■ **Problem statement**: Write only the number of lines below in which "bounding" occurs.
[[ Source material, beginning ]]
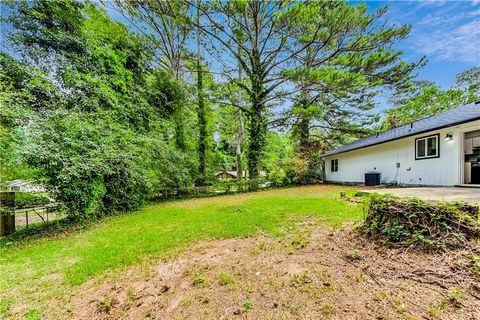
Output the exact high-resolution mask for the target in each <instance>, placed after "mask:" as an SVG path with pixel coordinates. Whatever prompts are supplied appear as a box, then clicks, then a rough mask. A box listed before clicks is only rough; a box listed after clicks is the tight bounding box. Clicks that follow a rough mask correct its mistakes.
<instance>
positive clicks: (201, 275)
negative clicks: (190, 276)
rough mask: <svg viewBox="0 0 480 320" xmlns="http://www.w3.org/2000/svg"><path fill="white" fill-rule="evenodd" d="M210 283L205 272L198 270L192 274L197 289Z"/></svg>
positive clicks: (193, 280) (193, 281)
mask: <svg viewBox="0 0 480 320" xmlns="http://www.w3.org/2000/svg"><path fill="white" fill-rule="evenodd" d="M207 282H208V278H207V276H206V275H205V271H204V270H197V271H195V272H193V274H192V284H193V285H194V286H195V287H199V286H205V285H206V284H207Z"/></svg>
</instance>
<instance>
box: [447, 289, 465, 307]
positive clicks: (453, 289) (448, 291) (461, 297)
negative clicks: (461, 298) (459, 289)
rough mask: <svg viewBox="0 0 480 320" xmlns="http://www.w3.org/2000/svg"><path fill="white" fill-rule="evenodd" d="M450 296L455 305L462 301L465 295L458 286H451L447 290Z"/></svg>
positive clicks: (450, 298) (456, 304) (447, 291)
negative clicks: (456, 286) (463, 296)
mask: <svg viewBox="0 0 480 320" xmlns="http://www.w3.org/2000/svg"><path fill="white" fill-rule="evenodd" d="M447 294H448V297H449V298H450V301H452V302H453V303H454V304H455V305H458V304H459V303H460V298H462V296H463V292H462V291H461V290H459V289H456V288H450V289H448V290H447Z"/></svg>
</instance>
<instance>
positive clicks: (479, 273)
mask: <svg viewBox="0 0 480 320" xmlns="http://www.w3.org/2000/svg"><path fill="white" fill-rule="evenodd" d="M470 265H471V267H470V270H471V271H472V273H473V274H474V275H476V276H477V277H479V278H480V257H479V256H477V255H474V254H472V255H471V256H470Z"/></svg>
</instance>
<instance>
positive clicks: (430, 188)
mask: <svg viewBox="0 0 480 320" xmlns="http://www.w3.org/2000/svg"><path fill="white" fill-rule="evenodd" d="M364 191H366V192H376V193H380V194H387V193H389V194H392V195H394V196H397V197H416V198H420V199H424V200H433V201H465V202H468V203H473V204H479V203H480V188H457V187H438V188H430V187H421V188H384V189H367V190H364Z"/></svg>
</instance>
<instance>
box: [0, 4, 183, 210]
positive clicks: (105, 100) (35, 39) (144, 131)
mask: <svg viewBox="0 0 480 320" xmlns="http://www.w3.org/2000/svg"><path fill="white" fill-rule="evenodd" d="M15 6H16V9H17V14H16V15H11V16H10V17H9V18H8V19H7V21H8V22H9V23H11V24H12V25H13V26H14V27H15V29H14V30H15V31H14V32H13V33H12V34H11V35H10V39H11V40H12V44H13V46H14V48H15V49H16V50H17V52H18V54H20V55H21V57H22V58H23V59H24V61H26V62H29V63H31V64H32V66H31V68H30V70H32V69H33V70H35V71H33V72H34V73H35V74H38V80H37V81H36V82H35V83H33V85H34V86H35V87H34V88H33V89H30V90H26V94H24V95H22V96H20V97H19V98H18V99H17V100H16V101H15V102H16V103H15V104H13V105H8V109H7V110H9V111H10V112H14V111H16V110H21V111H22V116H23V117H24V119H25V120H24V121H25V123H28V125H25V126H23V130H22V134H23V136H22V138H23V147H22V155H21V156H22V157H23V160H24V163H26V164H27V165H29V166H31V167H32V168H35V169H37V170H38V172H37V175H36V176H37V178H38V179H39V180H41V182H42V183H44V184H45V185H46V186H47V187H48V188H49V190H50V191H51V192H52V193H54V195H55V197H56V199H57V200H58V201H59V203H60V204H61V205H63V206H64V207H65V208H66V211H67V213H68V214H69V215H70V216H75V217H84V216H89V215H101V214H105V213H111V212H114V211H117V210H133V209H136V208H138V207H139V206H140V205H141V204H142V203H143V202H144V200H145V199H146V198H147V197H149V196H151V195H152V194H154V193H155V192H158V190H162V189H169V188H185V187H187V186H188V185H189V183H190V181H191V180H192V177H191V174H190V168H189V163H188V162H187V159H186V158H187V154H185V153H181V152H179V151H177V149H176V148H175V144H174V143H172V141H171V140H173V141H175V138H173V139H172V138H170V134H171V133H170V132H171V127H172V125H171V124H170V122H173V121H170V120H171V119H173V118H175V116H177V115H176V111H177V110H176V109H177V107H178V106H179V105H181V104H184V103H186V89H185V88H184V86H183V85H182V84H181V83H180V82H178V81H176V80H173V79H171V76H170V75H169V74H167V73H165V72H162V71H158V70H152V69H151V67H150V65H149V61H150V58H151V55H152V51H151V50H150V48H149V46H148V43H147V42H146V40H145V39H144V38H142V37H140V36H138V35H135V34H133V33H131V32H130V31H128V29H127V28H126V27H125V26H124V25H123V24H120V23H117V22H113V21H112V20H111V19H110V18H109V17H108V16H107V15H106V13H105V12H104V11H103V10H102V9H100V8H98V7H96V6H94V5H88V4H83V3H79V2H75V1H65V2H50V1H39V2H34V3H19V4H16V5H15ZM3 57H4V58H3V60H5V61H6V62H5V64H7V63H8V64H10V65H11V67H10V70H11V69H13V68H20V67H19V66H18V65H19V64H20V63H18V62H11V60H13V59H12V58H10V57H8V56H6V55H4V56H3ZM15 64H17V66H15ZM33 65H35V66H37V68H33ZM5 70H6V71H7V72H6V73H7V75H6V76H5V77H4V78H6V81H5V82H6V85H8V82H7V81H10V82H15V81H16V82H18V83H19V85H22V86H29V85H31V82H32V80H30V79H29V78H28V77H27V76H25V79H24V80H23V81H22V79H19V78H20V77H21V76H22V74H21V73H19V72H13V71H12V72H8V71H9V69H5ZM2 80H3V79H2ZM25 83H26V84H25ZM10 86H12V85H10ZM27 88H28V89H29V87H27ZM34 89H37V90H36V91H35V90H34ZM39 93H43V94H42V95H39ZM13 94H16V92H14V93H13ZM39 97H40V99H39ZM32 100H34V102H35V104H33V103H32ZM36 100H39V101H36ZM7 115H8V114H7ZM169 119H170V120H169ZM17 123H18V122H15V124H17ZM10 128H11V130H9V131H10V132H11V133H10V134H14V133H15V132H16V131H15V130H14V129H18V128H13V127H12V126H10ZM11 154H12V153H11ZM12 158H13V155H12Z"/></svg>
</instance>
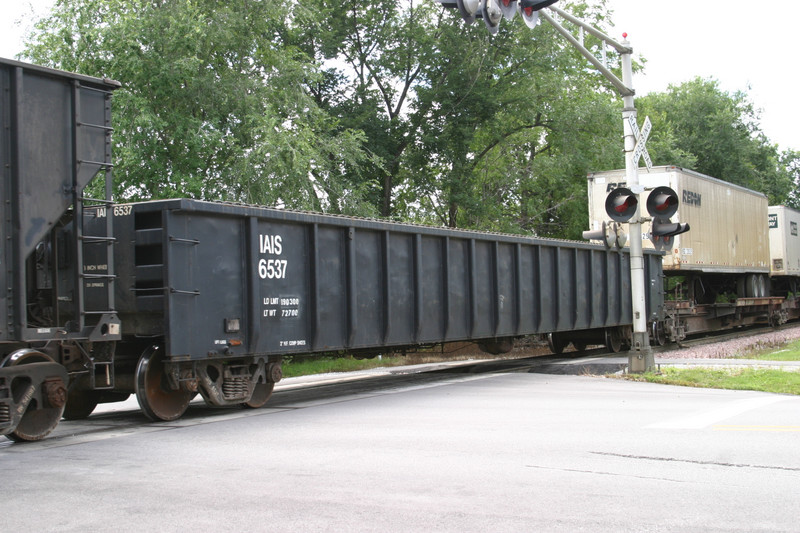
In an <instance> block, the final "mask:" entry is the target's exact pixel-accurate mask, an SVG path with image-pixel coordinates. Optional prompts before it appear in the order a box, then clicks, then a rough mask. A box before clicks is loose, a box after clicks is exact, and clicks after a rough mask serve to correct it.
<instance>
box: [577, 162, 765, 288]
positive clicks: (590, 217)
[[ Source material, end ]]
[[ Source material, beginning ]]
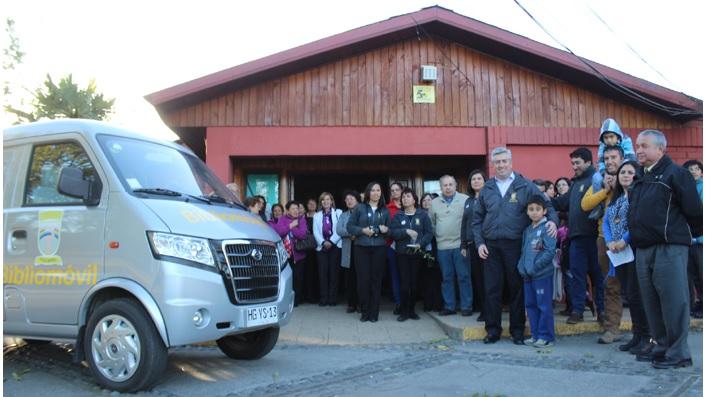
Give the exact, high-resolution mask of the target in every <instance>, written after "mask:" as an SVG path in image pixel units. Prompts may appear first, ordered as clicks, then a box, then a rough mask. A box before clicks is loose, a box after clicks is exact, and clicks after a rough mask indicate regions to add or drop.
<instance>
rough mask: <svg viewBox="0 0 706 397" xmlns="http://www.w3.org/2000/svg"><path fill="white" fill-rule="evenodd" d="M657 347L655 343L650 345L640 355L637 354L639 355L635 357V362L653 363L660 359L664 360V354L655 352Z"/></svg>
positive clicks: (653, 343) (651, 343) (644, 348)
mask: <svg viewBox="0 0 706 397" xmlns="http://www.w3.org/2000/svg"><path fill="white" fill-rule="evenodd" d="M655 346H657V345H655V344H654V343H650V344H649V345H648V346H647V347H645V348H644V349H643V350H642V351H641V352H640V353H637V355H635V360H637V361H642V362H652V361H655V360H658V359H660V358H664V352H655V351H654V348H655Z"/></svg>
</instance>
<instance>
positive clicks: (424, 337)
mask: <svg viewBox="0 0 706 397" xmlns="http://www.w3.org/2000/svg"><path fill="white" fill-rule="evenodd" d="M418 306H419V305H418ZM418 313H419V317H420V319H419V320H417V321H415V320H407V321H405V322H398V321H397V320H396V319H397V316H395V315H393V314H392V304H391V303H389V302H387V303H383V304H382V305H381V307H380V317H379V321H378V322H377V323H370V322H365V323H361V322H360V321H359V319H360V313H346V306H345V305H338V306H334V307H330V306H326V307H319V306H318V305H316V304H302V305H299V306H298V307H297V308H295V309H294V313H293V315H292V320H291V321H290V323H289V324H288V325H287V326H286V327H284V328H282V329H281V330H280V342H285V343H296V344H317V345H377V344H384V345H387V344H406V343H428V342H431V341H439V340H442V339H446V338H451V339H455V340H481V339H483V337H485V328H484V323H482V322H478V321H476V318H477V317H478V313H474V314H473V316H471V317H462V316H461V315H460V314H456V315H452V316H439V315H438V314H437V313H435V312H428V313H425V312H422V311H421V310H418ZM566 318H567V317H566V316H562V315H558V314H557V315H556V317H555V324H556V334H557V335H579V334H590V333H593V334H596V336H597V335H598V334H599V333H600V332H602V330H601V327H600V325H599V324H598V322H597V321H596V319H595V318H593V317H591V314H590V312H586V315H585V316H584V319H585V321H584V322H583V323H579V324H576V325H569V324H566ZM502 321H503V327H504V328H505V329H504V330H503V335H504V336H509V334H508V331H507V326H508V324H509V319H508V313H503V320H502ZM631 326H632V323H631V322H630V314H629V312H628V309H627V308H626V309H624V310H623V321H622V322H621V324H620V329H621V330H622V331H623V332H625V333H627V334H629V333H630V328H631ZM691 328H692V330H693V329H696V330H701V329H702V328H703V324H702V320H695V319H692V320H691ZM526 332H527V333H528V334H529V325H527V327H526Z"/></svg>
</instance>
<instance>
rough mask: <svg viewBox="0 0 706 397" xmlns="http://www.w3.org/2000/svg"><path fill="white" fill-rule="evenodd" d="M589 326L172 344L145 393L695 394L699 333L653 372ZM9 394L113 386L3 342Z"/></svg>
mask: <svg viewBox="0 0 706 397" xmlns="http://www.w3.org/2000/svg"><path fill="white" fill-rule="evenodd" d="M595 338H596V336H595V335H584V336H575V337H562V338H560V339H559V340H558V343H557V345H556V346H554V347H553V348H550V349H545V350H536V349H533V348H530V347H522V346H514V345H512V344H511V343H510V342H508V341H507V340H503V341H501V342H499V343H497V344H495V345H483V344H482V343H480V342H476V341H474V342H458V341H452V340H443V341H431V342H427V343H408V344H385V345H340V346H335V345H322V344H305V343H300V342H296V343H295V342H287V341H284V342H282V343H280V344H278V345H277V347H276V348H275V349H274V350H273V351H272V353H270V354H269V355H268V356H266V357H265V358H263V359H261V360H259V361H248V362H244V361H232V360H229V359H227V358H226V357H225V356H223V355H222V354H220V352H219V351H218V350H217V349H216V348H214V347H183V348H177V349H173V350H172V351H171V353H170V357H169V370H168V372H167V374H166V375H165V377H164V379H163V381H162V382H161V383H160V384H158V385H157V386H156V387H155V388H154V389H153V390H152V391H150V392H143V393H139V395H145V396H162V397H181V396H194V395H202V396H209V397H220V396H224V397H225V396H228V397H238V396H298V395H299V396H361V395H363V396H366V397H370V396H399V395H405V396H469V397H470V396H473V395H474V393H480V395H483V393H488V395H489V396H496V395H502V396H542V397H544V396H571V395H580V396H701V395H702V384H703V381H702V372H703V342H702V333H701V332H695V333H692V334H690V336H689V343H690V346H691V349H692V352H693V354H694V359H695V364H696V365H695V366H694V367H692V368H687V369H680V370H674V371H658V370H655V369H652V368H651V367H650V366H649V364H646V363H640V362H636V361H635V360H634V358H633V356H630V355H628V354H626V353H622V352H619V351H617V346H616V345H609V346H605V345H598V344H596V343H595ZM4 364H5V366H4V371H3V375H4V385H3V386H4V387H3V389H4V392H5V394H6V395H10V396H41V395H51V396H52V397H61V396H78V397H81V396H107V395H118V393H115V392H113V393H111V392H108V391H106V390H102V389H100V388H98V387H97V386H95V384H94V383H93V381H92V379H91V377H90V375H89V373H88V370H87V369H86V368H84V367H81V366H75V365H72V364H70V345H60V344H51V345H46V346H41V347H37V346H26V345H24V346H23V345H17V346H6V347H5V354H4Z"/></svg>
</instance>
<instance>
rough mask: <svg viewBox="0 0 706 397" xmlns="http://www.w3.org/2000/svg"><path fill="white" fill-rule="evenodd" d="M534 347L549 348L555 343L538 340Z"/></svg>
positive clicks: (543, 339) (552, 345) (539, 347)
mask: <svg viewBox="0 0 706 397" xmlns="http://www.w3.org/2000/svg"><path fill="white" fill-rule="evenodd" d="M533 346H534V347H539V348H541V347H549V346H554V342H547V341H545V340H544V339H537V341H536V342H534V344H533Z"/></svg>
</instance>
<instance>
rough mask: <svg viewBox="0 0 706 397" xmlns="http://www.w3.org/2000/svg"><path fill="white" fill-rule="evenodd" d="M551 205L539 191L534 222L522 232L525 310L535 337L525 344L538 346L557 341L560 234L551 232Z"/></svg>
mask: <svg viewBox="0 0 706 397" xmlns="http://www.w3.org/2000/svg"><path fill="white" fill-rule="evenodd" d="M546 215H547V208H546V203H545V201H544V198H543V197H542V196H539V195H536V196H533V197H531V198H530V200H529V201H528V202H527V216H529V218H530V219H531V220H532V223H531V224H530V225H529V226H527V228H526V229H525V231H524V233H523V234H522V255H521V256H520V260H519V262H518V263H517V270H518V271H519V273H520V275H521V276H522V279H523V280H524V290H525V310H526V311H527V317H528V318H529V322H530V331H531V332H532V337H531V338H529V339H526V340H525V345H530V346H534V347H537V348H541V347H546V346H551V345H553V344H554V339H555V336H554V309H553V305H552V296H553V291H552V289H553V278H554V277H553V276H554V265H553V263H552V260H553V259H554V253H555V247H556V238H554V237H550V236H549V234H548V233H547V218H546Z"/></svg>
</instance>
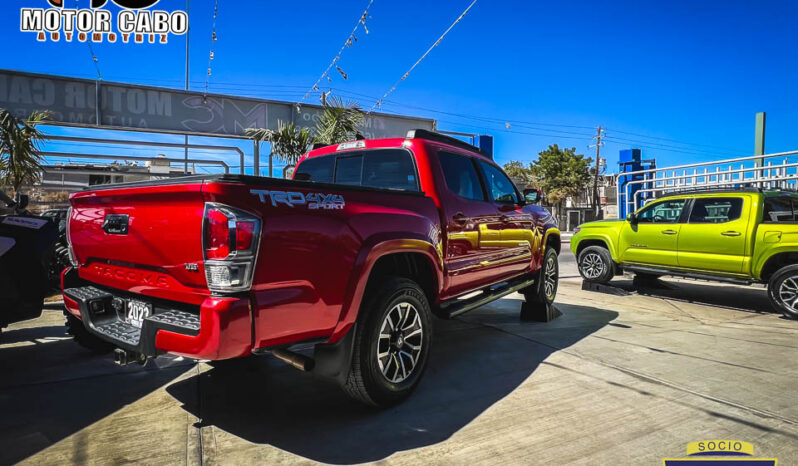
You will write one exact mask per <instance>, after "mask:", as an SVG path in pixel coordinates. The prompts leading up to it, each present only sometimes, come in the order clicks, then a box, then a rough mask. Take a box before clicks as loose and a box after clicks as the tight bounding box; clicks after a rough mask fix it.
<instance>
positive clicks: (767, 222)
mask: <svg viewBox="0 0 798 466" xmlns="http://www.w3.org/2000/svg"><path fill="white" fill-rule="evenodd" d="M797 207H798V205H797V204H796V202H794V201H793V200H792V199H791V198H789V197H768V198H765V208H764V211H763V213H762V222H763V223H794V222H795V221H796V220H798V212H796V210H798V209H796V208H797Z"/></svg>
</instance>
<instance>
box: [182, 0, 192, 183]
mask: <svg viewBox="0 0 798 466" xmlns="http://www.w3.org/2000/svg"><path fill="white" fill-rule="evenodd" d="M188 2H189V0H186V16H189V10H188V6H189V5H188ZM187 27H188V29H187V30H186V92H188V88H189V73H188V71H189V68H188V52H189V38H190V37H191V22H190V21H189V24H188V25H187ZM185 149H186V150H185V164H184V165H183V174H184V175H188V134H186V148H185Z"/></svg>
[[ Source material, end ]]
[[ Source material, beginning ]]
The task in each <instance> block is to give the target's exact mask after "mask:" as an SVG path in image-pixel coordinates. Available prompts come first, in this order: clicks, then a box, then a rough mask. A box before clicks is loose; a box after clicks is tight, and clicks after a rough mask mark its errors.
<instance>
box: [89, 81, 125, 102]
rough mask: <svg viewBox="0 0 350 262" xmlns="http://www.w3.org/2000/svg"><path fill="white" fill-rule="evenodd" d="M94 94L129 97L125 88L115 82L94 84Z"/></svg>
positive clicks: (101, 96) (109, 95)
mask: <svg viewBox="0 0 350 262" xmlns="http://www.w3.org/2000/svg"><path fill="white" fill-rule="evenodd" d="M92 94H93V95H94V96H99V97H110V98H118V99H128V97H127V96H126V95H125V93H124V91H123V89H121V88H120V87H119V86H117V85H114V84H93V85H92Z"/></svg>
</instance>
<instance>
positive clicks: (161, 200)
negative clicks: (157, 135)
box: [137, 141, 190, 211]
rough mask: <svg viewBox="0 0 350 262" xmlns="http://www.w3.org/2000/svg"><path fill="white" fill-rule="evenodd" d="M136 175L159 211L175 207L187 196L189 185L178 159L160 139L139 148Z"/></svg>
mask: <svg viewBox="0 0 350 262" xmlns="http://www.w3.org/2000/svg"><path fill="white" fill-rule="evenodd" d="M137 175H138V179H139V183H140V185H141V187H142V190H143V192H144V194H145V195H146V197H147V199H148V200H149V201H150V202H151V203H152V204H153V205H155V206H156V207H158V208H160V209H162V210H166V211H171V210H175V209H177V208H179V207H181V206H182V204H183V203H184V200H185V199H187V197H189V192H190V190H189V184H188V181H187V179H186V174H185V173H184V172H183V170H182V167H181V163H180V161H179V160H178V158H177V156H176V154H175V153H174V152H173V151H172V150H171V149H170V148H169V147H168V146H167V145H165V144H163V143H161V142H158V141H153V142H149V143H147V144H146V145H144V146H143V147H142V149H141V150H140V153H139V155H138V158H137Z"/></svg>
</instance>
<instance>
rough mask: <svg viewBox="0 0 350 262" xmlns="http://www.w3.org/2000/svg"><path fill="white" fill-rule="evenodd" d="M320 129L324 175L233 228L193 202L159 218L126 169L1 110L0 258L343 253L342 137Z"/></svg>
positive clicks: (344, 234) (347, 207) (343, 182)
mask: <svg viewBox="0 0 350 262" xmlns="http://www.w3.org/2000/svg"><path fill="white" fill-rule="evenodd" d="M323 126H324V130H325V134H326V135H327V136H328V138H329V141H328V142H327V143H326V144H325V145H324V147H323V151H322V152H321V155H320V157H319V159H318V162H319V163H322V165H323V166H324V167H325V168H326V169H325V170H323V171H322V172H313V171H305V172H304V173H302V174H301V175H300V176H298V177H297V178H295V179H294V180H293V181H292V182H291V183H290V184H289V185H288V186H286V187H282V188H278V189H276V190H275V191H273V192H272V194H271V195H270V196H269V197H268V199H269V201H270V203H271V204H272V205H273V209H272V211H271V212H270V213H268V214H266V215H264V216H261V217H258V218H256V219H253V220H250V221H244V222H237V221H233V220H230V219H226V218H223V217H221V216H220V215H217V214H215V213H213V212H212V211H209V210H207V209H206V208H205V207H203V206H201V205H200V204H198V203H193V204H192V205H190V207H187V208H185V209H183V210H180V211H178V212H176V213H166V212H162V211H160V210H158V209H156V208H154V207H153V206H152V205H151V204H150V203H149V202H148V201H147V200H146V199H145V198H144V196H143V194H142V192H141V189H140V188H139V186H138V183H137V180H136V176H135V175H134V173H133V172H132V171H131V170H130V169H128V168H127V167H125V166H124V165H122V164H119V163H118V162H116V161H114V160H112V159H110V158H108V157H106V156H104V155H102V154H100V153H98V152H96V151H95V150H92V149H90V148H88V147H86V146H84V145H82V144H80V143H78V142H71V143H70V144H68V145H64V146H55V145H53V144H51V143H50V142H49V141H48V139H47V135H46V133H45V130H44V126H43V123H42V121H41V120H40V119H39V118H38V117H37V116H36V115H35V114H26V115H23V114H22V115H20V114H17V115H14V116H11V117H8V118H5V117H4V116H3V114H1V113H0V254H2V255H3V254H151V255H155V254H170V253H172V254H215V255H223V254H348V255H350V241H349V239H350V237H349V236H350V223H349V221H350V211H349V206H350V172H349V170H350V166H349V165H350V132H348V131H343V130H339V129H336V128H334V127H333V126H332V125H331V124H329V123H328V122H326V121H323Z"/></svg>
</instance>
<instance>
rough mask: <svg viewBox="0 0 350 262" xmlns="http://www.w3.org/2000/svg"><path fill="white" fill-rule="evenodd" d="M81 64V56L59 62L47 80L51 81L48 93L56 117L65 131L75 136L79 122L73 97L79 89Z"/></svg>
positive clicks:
[[ Source material, end ]]
■ **Written answer**: 2